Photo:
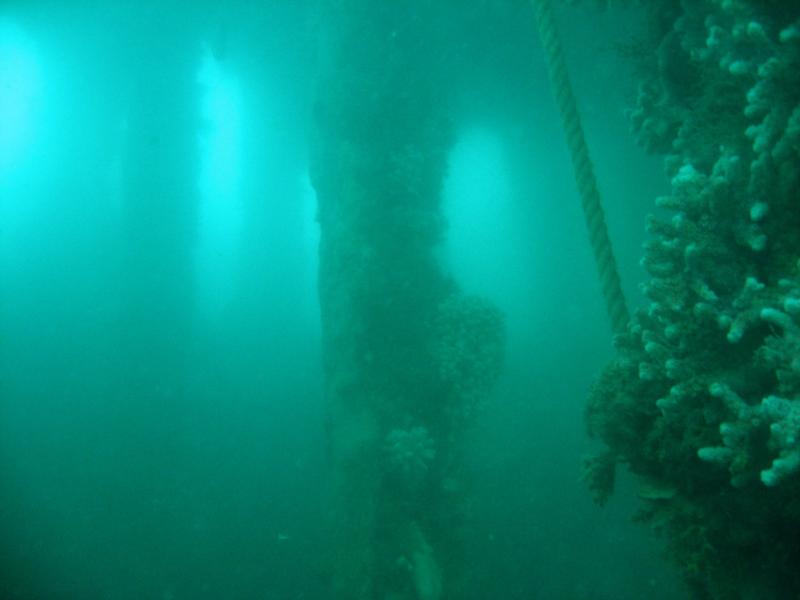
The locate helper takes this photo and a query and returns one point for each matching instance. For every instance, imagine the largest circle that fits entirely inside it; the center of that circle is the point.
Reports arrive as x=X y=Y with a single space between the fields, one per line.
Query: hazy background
x=212 y=485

Exercise goal
When a picture appears in the material, please pass over it while retyping the rest exactly.

Exercise solution
Photo:
The locate helper takes this photo and a query and returns one point for each matching instance. For every instance, imagine the largest circle that fits entirely inside it; the center of that circle is the point.
Reports arrive as x=X y=Y with a single space between the fields, one per line.
Query: hazy background
x=212 y=485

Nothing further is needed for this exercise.